→ WHAT NEEDS TO BE DONE:
Scan the entries that follow and work out how many lines contain "separated". Give the number and nothing else.

→ DATA EXTRACTS:

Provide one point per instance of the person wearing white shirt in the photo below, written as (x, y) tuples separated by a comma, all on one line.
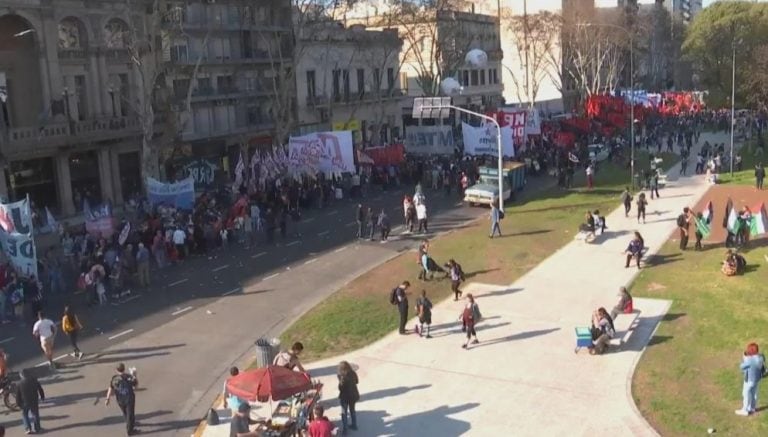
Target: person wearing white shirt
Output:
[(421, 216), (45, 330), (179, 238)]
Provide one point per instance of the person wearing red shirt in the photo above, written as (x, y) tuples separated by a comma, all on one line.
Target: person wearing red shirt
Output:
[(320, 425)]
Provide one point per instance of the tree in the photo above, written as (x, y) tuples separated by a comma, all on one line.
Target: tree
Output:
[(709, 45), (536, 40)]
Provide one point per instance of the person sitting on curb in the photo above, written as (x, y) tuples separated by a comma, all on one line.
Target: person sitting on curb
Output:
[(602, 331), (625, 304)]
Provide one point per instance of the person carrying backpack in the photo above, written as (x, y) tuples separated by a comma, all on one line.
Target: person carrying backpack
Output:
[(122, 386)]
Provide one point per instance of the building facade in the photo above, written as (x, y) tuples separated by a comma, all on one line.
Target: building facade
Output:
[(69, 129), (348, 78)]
* * *
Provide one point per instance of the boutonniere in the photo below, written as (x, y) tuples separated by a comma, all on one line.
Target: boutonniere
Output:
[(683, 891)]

→ RESULT FOR THIS TASK:
7